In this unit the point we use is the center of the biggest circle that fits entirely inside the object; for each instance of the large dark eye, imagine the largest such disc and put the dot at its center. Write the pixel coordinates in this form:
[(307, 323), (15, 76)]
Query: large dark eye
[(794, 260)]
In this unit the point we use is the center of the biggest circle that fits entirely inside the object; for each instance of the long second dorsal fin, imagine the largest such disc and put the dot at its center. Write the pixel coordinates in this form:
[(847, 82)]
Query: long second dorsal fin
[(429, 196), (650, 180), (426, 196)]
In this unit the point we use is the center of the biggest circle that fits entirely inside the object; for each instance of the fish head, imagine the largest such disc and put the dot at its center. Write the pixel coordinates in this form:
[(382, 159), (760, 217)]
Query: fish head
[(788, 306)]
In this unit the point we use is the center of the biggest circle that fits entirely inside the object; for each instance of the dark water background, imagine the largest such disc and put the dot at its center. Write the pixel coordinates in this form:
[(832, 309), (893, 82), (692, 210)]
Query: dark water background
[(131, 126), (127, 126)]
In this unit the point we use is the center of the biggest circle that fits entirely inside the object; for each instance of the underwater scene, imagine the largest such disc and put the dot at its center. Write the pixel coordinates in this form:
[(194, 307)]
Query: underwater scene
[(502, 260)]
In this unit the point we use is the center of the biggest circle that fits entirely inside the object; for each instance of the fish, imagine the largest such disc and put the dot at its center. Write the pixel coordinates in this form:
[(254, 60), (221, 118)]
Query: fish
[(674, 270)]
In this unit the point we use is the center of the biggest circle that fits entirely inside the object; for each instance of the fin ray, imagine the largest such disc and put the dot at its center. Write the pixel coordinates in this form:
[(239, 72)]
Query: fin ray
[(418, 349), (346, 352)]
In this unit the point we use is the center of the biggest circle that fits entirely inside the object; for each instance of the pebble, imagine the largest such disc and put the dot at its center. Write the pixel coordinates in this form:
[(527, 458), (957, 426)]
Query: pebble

···

### TASK DIRECTIONS
Return all of the lines above exactly, with none omitted.

### EXERCISE RESULT
In this unit the point we use is the center of the biggest circle that fits entirely inside the object; for each instance of the large dark eye, imagine the largest such disc and put the dot at its center. Write the pixel coordinates in this form:
[(307, 323), (15, 76)]
Query: large dark eye
[(794, 260)]
In this unit the point we use is the center of the biggest circle that fits entirely inside the object; for each instance of the long second dorsal fin, imagine the largest such disc and put the dot at its center. Write the pixel coordinates in this form:
[(847, 82)]
Query: long second dorsal fin
[(429, 196), (650, 180), (426, 196)]
In this unit the point we use is the center of the biggest circle that fits entirely inside the object; for each instance of the fish head, imagine the largest such disc and put the dot at its center. Write the pixel coordinates in this form:
[(382, 159), (760, 217)]
Query: fish head
[(788, 306)]
In this unit the point we use is the center of the biggest circle that fits entirely inside the object; for each instance of the dark water background, imagine the largest such disc and put the dot at its center. Write the pixel coordinates in this form:
[(832, 309), (893, 82), (692, 210)]
Query: dark water background
[(131, 126), (127, 126)]
In this unit the point we use is the center of the biggest circle that fits entirely inside the object; for each instance of the underwater scene, imagine the largest such disc and put the dot at its center. Write the pixel coordinates in this form:
[(194, 307)]
Query: underwater scene
[(502, 260)]
In this unit the point we use is the center of the biggest circle that fits entirely inside the object; for each instance of the fish, imagine the largest such disc and put the dot at its center. Write the pixel coordinates in this form:
[(254, 60), (221, 118)]
Query: fish
[(674, 270)]
In this unit the point we use is the center of the biggest circle that fits entirely inside the object; for each instance of the fin ray, imagine the largest such disc and put the dot at its center. Write the pixel coordinates in this form:
[(239, 72)]
Query: fin ray
[(418, 349), (346, 352)]
In this unit the point we use is the center of the biggest circle that fits entirely inside the object; for each instance of the pebble, imagine the largest such disc and put the dot at its center. Write the pixel coordinates in this form:
[(527, 458), (957, 426)]
Query: pebble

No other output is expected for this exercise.